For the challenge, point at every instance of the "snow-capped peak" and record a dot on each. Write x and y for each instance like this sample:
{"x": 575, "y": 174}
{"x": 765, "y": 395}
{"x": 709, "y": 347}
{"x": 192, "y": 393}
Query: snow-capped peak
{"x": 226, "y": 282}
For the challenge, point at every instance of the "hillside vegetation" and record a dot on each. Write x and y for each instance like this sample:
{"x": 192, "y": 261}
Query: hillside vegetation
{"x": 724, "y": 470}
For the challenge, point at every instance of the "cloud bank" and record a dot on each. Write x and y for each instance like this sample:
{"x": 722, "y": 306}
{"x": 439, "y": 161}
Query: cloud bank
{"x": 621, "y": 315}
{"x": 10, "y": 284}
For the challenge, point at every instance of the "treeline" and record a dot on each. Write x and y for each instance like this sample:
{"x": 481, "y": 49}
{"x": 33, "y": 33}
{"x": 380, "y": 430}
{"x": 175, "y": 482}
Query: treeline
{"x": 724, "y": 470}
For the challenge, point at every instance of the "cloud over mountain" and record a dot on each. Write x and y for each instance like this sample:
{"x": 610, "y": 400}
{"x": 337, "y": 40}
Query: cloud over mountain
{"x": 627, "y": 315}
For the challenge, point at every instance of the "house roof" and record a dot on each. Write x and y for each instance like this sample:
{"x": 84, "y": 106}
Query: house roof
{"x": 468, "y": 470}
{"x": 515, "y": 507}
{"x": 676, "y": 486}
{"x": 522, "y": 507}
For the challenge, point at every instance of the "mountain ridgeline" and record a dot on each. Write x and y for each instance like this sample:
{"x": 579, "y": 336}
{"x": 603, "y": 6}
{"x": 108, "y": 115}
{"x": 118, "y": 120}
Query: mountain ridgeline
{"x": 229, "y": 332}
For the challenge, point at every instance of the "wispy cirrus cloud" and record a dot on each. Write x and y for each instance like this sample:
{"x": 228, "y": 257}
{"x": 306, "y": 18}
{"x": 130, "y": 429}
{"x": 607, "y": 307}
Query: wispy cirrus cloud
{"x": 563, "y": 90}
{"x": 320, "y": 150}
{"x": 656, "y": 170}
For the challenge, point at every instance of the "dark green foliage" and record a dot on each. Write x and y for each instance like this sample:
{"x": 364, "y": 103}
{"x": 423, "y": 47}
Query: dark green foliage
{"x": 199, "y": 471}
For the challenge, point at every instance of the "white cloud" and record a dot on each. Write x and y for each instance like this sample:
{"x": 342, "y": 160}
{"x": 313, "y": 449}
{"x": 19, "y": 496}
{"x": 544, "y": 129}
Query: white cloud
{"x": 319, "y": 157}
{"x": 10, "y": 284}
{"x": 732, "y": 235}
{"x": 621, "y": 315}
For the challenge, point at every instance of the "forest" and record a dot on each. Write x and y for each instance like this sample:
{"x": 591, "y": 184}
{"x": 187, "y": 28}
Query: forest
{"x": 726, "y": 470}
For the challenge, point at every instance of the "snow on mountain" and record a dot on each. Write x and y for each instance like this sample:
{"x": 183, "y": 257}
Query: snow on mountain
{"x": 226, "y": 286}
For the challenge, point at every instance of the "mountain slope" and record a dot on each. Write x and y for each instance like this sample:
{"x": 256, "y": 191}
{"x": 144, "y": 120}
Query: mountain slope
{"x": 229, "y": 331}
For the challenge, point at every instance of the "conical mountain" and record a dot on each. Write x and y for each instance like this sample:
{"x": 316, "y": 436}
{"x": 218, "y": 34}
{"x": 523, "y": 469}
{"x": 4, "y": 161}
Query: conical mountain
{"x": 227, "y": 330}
▬▬▬
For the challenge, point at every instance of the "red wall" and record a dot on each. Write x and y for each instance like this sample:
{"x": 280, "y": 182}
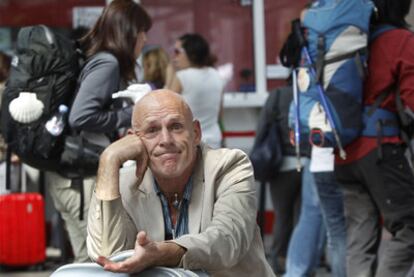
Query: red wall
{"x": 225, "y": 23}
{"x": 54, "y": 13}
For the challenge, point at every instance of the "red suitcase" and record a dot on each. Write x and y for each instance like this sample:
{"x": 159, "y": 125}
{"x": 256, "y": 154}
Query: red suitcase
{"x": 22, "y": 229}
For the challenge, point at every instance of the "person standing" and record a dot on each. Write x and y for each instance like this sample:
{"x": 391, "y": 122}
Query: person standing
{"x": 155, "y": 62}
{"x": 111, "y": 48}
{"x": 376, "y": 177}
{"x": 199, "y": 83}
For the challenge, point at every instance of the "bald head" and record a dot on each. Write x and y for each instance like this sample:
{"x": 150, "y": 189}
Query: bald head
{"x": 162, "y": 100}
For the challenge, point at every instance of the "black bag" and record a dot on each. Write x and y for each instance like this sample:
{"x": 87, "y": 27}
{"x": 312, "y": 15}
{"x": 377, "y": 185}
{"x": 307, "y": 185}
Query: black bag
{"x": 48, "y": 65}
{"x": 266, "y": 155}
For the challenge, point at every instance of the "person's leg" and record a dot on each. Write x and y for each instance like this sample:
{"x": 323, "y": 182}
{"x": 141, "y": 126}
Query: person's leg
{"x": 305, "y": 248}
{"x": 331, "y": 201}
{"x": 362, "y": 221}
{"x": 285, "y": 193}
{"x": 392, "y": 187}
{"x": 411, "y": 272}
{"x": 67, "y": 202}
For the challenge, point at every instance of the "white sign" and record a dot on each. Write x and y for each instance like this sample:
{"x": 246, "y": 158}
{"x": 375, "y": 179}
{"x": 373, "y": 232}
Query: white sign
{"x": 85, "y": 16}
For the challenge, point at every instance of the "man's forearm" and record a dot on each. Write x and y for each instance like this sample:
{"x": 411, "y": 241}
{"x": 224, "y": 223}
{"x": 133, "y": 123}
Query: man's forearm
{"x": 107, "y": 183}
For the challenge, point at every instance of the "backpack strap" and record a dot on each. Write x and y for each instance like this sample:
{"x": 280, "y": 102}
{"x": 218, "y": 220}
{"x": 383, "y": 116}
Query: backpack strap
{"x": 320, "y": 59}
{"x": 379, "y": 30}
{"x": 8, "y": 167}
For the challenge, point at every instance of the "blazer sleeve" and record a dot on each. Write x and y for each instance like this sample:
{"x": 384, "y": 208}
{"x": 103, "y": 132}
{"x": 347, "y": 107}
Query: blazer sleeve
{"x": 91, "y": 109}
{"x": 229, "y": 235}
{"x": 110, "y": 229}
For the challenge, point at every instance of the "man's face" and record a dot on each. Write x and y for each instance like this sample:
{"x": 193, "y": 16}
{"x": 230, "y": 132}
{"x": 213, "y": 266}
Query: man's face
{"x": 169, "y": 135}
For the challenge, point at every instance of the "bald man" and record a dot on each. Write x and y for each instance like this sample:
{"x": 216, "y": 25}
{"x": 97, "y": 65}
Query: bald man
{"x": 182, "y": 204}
▬▬▬
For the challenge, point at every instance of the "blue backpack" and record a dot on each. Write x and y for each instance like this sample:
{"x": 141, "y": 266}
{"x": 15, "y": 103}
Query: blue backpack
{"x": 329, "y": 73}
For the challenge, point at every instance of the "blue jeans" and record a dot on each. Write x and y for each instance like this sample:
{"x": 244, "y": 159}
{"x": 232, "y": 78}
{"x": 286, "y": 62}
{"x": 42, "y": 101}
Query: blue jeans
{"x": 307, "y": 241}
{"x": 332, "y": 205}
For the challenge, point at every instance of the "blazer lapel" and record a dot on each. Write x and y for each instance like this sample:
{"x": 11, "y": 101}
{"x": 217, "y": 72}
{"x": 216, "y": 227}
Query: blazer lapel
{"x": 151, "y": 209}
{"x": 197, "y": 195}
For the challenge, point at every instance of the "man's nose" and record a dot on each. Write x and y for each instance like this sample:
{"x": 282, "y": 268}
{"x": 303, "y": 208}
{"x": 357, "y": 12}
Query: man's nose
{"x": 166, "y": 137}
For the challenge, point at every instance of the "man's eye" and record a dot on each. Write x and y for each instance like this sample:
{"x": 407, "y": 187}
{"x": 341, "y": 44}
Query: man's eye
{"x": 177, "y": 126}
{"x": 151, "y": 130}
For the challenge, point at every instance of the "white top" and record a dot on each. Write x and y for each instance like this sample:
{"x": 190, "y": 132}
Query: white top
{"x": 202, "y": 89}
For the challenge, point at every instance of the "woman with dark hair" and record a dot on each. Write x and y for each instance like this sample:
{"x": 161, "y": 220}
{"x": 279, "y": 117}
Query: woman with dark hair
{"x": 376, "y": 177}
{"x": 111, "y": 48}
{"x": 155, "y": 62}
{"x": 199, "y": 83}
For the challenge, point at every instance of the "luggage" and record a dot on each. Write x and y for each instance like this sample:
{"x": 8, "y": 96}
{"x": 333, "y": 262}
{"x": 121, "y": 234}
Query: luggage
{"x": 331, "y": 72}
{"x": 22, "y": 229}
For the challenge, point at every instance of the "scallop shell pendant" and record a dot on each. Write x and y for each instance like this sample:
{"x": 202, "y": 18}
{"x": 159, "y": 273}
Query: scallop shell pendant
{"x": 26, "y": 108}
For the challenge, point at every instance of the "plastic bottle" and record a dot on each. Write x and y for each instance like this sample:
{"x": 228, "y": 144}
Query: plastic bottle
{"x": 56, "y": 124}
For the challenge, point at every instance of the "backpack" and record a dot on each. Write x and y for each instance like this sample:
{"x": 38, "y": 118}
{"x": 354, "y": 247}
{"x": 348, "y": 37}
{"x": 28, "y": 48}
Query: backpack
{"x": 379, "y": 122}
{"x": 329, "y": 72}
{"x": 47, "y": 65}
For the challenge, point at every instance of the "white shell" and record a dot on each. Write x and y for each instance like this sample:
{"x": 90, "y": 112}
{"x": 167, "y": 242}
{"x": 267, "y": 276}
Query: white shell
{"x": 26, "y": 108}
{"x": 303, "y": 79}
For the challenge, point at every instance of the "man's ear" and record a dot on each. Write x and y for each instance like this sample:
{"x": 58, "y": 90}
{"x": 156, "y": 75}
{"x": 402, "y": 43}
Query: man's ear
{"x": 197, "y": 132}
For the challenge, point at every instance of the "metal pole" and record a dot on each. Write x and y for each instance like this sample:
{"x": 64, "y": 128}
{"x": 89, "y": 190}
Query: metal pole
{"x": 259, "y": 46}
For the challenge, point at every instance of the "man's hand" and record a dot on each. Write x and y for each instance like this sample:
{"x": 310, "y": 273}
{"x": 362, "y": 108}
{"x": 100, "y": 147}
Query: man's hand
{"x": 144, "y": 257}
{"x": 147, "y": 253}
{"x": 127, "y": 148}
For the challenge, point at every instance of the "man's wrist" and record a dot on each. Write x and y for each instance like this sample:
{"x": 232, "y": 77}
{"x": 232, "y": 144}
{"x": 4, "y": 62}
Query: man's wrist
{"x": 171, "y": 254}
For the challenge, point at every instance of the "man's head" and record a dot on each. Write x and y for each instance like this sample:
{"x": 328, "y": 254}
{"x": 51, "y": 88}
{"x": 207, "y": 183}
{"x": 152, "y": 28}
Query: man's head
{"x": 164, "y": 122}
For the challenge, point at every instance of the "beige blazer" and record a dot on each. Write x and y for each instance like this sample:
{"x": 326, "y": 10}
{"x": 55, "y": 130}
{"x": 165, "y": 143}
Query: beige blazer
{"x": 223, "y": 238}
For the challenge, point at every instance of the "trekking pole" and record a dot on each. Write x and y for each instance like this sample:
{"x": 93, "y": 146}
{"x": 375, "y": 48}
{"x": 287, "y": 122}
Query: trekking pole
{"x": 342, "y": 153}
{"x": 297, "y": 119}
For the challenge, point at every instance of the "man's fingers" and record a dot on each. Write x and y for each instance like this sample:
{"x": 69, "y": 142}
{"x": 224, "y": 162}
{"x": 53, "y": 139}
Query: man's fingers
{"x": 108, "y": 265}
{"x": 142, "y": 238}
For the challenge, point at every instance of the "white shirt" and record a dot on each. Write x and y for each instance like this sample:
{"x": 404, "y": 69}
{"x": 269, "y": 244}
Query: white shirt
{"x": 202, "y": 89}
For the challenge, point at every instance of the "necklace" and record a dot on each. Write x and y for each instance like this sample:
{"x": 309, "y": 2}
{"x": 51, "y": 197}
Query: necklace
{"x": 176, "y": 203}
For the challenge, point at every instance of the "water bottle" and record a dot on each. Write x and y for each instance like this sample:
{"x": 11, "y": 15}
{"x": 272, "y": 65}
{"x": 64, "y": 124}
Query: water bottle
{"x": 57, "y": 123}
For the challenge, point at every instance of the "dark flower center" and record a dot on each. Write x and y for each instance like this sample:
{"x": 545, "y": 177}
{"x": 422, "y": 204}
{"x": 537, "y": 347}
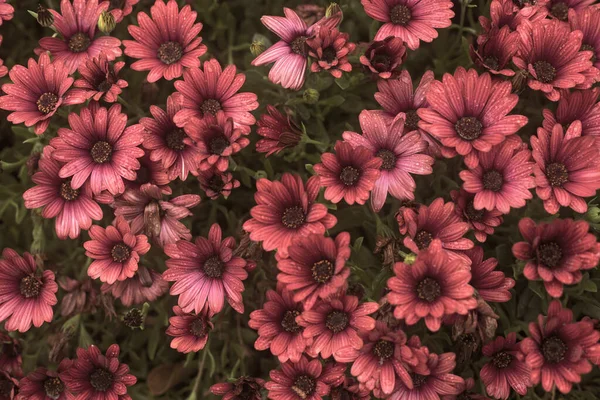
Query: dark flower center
▬▬▬
## What the task requires:
Gather every line of the listing above that contains the word "roof" and copy each such line in full.

## Reply:
For the challenge, point at every instance of the "house roof" and record a dot on each. Write x and y for each instance like this sample:
Query: house roof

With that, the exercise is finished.